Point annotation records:
## Begin

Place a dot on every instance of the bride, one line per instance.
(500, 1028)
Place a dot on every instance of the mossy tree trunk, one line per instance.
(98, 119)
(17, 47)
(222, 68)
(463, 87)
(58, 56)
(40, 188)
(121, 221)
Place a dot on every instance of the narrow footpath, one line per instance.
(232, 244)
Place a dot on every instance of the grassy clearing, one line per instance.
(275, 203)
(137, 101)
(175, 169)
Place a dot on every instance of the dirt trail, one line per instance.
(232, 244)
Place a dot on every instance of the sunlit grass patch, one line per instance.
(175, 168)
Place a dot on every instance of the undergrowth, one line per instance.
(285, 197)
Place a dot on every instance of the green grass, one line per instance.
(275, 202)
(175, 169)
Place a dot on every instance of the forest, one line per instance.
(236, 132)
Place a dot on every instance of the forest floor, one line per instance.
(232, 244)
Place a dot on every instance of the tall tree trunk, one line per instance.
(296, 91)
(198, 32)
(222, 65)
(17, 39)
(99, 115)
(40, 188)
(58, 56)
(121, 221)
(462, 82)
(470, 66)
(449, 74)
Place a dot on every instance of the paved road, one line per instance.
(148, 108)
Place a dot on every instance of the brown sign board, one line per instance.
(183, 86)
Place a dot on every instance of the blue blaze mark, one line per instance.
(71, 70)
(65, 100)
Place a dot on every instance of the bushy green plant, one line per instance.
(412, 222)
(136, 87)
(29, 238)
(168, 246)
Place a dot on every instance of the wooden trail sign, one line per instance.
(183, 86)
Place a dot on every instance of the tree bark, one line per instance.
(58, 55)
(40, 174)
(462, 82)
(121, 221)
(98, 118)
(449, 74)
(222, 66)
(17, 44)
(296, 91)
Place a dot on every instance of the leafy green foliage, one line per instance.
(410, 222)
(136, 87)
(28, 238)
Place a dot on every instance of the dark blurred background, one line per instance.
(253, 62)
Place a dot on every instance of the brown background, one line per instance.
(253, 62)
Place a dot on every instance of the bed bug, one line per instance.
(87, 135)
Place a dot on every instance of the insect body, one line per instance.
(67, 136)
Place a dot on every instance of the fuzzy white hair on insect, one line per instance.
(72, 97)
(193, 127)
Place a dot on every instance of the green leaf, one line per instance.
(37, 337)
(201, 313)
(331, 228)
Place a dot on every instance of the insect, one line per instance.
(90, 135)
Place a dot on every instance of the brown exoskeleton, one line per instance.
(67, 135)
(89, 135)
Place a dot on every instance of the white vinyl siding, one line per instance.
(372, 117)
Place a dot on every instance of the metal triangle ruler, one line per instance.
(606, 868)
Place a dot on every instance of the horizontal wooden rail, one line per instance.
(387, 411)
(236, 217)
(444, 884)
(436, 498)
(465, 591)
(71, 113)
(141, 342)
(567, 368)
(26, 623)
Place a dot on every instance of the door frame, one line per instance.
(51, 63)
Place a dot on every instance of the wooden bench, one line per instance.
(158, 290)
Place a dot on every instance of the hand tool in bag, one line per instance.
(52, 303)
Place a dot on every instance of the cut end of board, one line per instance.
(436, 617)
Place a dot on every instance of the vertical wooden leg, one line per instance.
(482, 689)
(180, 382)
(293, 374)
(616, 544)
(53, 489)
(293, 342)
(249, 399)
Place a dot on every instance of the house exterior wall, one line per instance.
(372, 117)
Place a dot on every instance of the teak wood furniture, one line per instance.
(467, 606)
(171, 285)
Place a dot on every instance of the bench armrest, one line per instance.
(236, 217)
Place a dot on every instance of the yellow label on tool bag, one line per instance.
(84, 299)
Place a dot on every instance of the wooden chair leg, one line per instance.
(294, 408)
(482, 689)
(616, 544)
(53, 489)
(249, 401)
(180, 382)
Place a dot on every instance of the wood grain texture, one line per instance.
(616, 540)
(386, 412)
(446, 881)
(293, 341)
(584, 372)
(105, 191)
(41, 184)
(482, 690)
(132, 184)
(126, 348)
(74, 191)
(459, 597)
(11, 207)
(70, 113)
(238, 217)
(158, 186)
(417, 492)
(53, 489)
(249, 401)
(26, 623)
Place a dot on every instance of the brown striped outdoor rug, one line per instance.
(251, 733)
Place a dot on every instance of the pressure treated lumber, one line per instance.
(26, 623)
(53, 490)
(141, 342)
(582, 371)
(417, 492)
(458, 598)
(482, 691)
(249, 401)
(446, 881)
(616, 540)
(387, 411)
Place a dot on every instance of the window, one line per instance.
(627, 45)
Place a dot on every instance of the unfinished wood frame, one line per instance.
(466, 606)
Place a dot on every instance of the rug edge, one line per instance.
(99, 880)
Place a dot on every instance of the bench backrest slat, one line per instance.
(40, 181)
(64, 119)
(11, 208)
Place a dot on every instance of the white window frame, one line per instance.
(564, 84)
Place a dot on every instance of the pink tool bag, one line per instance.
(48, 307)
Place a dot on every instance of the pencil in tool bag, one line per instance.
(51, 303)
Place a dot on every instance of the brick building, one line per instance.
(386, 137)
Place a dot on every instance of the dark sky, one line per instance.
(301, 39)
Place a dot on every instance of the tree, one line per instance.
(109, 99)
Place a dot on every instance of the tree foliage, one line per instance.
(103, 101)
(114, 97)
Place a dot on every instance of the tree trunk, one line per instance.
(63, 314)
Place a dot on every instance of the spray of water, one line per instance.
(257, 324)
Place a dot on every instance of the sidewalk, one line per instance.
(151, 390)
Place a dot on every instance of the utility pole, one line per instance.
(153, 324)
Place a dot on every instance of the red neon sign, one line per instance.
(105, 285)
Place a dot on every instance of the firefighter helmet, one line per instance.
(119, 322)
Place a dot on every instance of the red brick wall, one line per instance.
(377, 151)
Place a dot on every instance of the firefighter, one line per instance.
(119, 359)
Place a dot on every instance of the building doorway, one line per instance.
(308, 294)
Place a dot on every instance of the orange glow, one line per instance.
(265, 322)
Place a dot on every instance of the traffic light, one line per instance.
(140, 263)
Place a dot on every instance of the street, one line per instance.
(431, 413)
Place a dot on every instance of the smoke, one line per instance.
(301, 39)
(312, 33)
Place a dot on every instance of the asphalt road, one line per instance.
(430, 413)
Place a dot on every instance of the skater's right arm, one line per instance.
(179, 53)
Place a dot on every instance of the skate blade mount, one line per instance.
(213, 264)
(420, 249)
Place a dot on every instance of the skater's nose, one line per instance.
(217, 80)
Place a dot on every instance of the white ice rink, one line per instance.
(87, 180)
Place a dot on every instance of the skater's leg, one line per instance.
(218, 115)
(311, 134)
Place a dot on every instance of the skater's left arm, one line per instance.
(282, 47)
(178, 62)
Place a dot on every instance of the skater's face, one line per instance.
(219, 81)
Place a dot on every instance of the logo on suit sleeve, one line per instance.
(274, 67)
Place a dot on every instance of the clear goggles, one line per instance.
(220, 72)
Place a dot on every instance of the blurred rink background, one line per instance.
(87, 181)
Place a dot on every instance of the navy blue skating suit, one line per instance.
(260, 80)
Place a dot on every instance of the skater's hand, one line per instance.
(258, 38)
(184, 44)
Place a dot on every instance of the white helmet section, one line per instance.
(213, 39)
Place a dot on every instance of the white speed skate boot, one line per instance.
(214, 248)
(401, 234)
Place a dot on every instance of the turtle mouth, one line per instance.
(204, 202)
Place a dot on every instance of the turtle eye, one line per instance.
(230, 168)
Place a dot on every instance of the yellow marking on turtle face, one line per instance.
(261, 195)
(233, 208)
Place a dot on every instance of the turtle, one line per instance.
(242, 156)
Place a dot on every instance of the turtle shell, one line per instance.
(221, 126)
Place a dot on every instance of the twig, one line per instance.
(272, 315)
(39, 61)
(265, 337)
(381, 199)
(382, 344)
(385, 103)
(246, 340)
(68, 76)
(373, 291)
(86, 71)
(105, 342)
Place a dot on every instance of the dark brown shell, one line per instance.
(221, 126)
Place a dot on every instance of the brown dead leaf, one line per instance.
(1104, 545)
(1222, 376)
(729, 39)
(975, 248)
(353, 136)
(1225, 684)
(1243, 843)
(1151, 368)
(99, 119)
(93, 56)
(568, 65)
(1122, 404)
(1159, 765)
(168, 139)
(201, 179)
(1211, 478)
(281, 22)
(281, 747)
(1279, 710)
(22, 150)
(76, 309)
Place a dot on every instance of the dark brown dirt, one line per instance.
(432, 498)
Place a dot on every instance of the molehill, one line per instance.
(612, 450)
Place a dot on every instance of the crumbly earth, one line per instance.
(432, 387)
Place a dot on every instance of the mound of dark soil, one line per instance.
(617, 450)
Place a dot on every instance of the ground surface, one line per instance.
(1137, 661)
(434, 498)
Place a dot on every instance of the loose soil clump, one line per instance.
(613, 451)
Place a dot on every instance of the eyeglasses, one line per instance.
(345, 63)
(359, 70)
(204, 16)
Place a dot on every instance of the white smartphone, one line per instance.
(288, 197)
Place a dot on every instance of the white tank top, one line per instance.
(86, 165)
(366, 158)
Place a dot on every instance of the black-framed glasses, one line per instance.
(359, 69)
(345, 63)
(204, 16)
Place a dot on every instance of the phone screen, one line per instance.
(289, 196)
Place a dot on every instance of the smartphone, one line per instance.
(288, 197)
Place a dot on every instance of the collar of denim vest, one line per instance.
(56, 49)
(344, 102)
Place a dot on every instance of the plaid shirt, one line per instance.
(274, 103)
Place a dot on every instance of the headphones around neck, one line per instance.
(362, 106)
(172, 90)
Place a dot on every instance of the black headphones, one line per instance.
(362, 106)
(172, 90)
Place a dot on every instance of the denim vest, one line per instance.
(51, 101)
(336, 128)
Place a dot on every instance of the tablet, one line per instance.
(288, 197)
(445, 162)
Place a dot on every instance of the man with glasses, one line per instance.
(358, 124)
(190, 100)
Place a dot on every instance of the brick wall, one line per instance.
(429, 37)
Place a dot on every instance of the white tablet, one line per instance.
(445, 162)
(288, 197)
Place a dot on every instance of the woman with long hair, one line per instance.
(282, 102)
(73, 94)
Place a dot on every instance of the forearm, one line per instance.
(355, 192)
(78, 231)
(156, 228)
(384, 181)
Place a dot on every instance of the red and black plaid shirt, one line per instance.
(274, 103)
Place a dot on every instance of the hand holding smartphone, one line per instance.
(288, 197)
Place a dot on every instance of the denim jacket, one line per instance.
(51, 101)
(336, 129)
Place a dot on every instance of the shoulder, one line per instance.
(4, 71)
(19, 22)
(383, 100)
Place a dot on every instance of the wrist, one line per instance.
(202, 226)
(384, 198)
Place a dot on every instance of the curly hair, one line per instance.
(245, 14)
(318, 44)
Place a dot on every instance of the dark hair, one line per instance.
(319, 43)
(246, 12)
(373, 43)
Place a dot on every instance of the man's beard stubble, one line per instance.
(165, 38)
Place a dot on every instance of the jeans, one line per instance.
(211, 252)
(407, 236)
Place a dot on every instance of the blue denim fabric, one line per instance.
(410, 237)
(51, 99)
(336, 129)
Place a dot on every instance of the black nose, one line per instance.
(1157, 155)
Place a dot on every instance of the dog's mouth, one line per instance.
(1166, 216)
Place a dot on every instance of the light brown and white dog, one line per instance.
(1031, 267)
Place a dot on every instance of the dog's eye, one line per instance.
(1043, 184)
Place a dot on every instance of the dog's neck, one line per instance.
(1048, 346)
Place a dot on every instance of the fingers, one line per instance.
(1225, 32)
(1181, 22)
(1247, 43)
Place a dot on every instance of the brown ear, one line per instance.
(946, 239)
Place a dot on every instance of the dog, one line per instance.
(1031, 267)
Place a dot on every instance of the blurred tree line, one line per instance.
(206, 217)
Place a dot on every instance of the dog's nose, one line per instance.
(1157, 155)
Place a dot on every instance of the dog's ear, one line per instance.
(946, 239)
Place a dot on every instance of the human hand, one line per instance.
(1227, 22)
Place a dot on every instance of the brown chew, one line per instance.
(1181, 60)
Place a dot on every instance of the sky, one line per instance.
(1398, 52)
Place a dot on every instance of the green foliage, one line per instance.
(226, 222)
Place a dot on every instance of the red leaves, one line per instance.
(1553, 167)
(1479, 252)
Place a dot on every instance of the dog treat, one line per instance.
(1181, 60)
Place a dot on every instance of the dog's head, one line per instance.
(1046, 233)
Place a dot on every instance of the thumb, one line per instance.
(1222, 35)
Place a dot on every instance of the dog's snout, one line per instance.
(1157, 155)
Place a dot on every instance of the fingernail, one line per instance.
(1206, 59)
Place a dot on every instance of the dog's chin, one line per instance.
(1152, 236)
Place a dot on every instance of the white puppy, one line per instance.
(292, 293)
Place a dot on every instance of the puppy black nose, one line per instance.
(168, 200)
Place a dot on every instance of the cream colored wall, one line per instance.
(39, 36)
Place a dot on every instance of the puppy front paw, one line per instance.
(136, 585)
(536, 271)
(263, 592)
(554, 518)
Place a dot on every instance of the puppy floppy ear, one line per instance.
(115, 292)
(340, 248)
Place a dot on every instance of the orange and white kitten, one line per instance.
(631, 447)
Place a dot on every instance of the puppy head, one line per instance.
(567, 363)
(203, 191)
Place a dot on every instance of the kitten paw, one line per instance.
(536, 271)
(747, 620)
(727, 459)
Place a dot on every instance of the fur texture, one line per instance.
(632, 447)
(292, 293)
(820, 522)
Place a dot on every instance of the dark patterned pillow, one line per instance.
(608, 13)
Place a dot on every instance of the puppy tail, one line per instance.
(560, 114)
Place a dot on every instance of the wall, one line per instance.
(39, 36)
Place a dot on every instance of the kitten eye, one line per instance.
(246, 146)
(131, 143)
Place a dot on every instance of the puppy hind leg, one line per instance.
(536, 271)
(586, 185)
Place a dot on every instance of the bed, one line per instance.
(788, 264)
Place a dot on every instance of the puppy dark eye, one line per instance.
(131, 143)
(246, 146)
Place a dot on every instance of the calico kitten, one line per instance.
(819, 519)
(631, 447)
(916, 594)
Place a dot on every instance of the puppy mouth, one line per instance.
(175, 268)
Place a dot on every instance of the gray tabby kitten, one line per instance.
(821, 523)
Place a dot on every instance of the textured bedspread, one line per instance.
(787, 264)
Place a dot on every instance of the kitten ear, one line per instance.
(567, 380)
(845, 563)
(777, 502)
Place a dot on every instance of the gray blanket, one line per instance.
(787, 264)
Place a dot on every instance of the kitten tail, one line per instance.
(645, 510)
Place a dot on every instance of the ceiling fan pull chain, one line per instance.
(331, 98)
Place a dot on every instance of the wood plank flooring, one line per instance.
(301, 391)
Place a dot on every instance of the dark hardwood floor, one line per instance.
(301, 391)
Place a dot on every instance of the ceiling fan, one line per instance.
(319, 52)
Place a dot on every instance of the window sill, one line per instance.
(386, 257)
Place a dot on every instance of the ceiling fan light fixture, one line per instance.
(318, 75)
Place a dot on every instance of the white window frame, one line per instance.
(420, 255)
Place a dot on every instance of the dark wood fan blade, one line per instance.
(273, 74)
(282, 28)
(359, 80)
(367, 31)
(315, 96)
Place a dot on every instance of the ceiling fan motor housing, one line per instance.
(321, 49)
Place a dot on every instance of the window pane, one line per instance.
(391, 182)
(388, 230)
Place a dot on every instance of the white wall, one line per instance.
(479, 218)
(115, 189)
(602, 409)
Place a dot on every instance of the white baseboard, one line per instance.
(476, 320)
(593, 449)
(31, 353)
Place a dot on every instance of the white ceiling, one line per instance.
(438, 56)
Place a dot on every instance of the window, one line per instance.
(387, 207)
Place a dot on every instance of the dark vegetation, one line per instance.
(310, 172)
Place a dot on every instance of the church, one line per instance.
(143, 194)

## End

What needs to be done: Reproduce, character for character, the lines of the items above from the line with "Place a dot on every instance of the red leaves, one" up to and including the line with "(1046, 233)".

Exercise solution:
Place a dot on every instance of the red leaves, one line per instance.
(1553, 167)
(1479, 252)
Place a dot on every instance of the dog treat, one line per instance.
(1181, 60)
Place a dot on every instance of the dog's head, one line per instance.
(1046, 233)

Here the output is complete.